:: TEXTE RETENU ::

Qu'il fait bon flâner le long des berges du Canal du Midi. Le week-end, de très nombreux amoureux de la promenade, de la randonnée, passionnés de jogging, de vélo, de VTT, empruntent sa piste cyclable, de Toulouse à Port Lauragais.

Concours de pêche

Ce sont cinquante kilomètres de dépaysement, de charme, de plaisir, de bon air. On y découvre des berges sinueuses, des endroits frais et ombragés, des platanes centenaires, des écluses et des lieux qui gardent jalousement leur secret, comme l'écluse du Sanglier d'Ayguevives ou l' écluse de Négra qui regroupait jadis autour d'elle un véritable petit hameau. Celui-ci se composait d'une chapelle, d'une hostellerie et d'écuries, première halte après Toulouse lors de la descente vers la mer.

:::

### EXERCICE PROPOSÉ
Indiquez si chacune des affirmations suivantes concorde avec le texte sur le Canal du Midi, en répondant par oui ou par non et en citant exactement les mots qui tranchent. (a) La piste cyclable relie Toulouse à Port Lauragais. (b) Le parcours décrit s'étend sur cent kilomètres. (c) Le hameau autour de l'écluse de Négra comptait une chapelle.

:: DONNÉES EXTRAITES ::

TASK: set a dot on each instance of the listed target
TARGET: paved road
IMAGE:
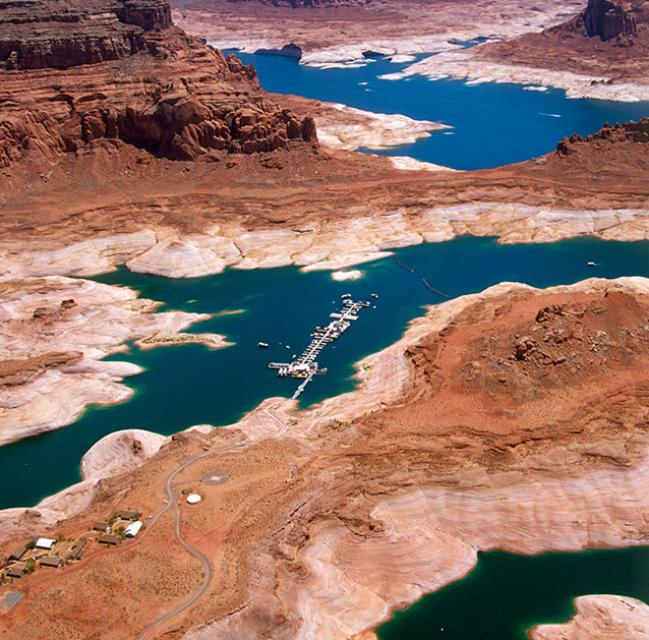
(172, 503)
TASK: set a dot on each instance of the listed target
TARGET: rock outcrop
(137, 80)
(335, 517)
(609, 20)
(606, 43)
(619, 136)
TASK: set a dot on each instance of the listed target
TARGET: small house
(16, 572)
(50, 561)
(17, 553)
(128, 515)
(133, 529)
(44, 543)
(75, 552)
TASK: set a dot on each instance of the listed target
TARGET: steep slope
(607, 38)
(510, 419)
(74, 75)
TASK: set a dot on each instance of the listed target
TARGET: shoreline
(467, 67)
(467, 500)
(321, 246)
(57, 332)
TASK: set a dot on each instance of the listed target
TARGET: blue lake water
(189, 384)
(494, 124)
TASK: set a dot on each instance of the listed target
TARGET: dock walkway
(305, 366)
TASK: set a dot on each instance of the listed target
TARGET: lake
(493, 124)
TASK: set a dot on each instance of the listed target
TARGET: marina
(305, 366)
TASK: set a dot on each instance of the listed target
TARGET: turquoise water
(506, 595)
(494, 124)
(189, 384)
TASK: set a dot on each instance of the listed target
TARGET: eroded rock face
(609, 20)
(138, 80)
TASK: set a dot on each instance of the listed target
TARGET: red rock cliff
(137, 80)
(609, 19)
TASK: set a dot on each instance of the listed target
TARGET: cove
(506, 595)
(494, 124)
(190, 384)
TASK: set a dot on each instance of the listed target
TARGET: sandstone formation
(600, 52)
(610, 20)
(310, 4)
(511, 419)
(137, 81)
(271, 210)
(600, 618)
(54, 333)
(352, 31)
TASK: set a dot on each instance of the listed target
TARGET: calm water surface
(189, 384)
(494, 124)
(506, 595)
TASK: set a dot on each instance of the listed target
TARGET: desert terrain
(514, 419)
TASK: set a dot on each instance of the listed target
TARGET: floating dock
(305, 366)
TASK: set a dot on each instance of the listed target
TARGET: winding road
(172, 503)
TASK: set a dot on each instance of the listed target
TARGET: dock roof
(128, 515)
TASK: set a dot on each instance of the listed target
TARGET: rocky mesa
(511, 419)
(76, 75)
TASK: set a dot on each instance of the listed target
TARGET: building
(133, 529)
(128, 515)
(44, 543)
(17, 553)
(50, 561)
(75, 552)
(16, 572)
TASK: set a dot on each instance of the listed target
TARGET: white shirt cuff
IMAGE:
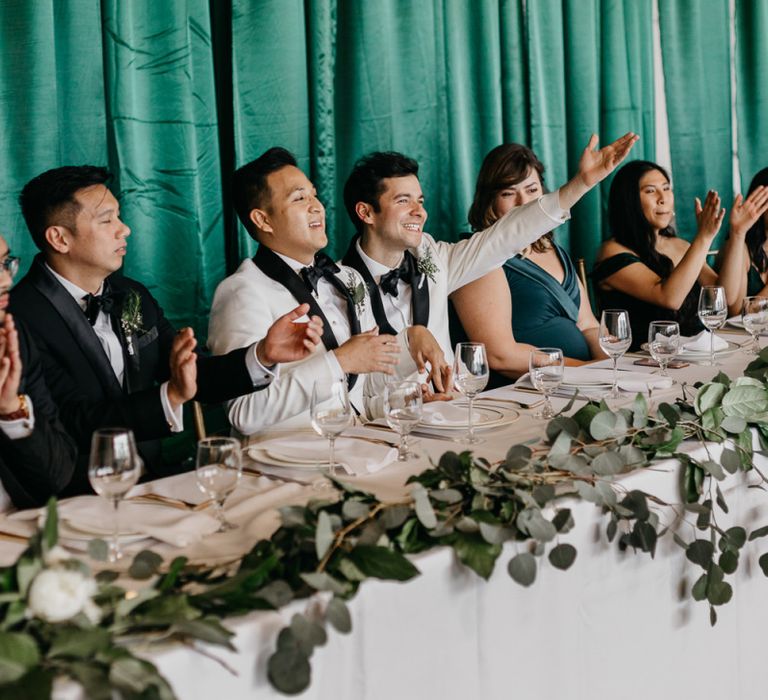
(260, 375)
(22, 427)
(175, 418)
(550, 205)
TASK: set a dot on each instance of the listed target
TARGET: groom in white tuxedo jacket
(409, 275)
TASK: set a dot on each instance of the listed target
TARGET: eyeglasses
(10, 264)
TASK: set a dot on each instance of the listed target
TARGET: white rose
(59, 594)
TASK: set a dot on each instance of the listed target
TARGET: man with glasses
(36, 454)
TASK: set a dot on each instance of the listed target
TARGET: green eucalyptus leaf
(562, 556)
(522, 568)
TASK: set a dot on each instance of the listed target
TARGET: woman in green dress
(551, 307)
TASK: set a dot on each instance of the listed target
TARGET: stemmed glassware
(402, 409)
(114, 468)
(615, 337)
(470, 375)
(331, 414)
(713, 311)
(754, 315)
(546, 366)
(663, 342)
(219, 467)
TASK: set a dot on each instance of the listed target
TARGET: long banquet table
(615, 625)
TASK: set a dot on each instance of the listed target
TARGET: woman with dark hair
(551, 308)
(748, 223)
(645, 268)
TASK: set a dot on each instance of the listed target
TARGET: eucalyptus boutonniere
(131, 319)
(426, 265)
(356, 291)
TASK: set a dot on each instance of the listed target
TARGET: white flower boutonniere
(131, 319)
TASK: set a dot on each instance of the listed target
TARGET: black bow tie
(322, 267)
(388, 281)
(95, 303)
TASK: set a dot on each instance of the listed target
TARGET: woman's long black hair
(756, 234)
(627, 222)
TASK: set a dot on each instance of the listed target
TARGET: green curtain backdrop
(172, 94)
(751, 87)
(695, 44)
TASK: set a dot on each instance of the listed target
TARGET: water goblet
(114, 468)
(546, 366)
(754, 315)
(470, 375)
(219, 468)
(663, 342)
(331, 414)
(403, 409)
(713, 311)
(615, 337)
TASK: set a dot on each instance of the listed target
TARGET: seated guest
(279, 207)
(36, 455)
(551, 306)
(645, 268)
(408, 273)
(109, 355)
(748, 223)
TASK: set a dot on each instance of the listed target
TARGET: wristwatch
(21, 412)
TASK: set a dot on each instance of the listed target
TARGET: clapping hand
(747, 211)
(710, 217)
(596, 165)
(10, 367)
(288, 341)
(182, 385)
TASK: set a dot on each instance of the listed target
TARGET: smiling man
(109, 354)
(408, 273)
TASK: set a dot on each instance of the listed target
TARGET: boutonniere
(426, 265)
(356, 291)
(131, 319)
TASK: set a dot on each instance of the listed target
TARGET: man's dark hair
(49, 199)
(365, 182)
(249, 184)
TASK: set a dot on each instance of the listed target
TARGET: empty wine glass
(754, 314)
(114, 468)
(615, 338)
(546, 366)
(663, 342)
(403, 409)
(219, 467)
(470, 375)
(712, 312)
(331, 413)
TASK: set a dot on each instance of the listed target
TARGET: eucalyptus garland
(323, 551)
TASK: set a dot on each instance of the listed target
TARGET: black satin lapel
(272, 266)
(77, 324)
(353, 259)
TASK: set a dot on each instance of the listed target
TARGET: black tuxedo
(41, 465)
(81, 379)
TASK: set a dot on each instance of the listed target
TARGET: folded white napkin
(700, 343)
(356, 455)
(93, 515)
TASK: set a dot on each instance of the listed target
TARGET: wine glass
(219, 467)
(114, 468)
(331, 413)
(546, 366)
(470, 375)
(663, 342)
(402, 409)
(754, 314)
(712, 312)
(615, 337)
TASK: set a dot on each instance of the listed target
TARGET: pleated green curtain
(751, 87)
(695, 44)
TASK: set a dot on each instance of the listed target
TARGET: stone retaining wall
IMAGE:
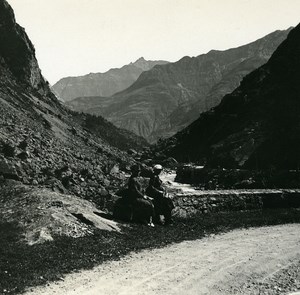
(189, 204)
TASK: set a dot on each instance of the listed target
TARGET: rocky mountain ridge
(102, 84)
(45, 147)
(254, 127)
(169, 97)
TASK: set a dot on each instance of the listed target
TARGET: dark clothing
(142, 209)
(162, 204)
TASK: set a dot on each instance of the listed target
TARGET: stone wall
(189, 204)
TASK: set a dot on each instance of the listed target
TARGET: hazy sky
(76, 37)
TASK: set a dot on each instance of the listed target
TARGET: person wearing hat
(162, 204)
(142, 207)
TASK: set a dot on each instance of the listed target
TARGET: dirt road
(239, 262)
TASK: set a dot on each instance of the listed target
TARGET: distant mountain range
(102, 84)
(41, 141)
(169, 97)
(257, 126)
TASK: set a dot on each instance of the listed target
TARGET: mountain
(169, 97)
(42, 142)
(257, 126)
(102, 84)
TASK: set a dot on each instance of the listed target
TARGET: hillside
(169, 97)
(102, 84)
(254, 127)
(51, 159)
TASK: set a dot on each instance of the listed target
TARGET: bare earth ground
(262, 260)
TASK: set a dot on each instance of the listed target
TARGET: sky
(77, 37)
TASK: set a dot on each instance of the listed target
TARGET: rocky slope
(169, 97)
(102, 84)
(46, 148)
(257, 125)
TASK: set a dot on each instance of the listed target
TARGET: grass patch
(23, 266)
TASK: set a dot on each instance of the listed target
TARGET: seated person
(162, 204)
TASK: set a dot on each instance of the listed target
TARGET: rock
(132, 152)
(7, 170)
(23, 145)
(8, 150)
(23, 155)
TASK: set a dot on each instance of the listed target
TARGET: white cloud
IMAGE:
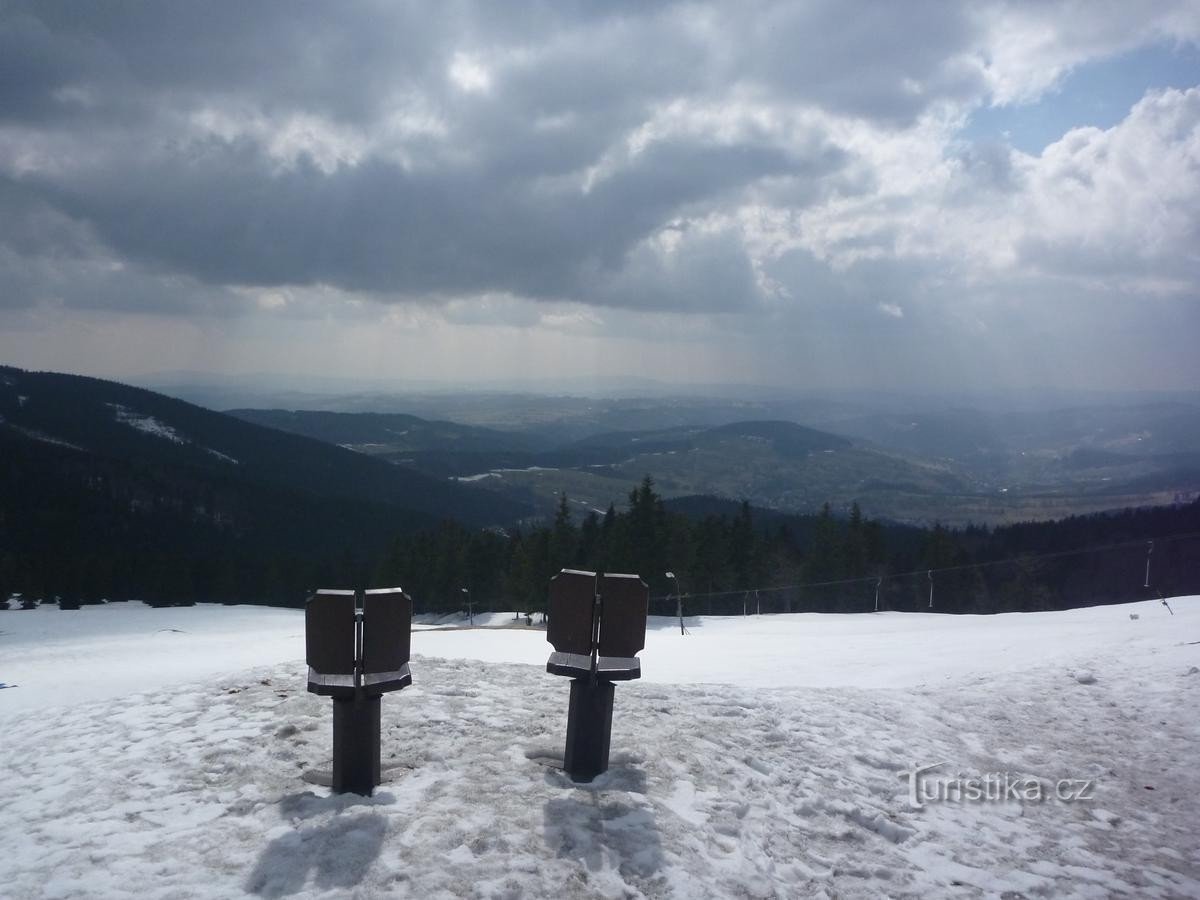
(469, 75)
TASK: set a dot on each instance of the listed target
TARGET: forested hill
(114, 491)
(115, 421)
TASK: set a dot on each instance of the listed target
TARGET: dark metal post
(357, 742)
(588, 729)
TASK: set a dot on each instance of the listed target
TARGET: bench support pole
(588, 729)
(357, 744)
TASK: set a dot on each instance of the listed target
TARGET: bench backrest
(330, 639)
(348, 647)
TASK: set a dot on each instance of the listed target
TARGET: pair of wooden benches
(358, 648)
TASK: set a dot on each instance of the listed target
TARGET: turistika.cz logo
(993, 787)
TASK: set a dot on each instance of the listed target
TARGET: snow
(157, 753)
(223, 457)
(147, 424)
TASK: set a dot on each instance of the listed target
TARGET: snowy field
(159, 753)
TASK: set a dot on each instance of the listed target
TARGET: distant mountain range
(144, 450)
(954, 466)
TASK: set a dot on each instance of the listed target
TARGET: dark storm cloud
(489, 198)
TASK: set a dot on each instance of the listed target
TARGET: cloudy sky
(881, 195)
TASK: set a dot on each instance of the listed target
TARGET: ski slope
(157, 753)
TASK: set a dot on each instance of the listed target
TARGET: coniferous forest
(727, 558)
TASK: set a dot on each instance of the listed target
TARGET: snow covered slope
(760, 757)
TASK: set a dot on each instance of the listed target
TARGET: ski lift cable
(930, 573)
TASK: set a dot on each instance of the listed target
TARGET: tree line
(727, 559)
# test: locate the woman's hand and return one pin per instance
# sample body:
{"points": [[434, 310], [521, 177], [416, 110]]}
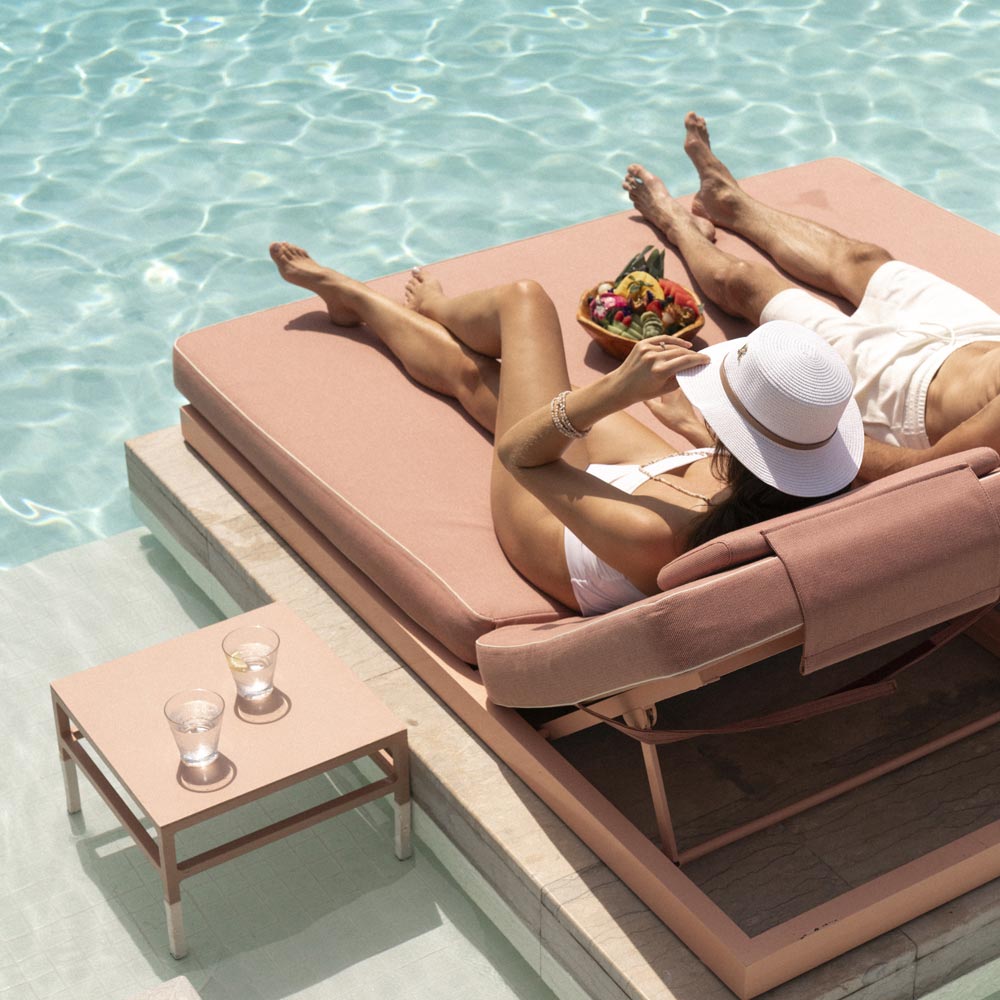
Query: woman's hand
{"points": [[651, 367]]}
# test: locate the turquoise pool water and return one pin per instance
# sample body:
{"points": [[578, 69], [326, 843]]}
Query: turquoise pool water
{"points": [[149, 153]]}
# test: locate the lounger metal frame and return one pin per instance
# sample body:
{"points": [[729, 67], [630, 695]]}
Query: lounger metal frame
{"points": [[748, 965]]}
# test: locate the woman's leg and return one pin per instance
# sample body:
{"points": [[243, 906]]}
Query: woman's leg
{"points": [[426, 350], [490, 322]]}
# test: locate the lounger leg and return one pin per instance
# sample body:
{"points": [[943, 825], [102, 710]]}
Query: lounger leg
{"points": [[643, 719]]}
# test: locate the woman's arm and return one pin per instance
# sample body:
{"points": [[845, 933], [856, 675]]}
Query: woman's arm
{"points": [[636, 535], [648, 372], [674, 410]]}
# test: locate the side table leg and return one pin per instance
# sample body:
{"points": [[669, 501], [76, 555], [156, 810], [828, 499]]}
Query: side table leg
{"points": [[172, 894], [71, 781], [403, 811], [400, 751], [175, 928]]}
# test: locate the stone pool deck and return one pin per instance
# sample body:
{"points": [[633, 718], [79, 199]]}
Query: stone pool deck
{"points": [[572, 917]]}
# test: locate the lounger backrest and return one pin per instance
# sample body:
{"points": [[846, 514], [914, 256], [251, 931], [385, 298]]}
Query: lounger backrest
{"points": [[878, 563]]}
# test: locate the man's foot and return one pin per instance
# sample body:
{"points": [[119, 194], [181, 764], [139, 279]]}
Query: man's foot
{"points": [[298, 268], [656, 205], [422, 292], [719, 196]]}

:::

### RÉPONSE À L'EXERCICE
(a) Oui : « empruntent sa piste cyclable, de Toulouse à Port Lauragais ».
(b) Non : « Ce sont cinquante kilomètres de dépaysement ».
(c) Oui : « Celui-ci se composait d'une chapelle, d'une hostellerie et d'écuries ».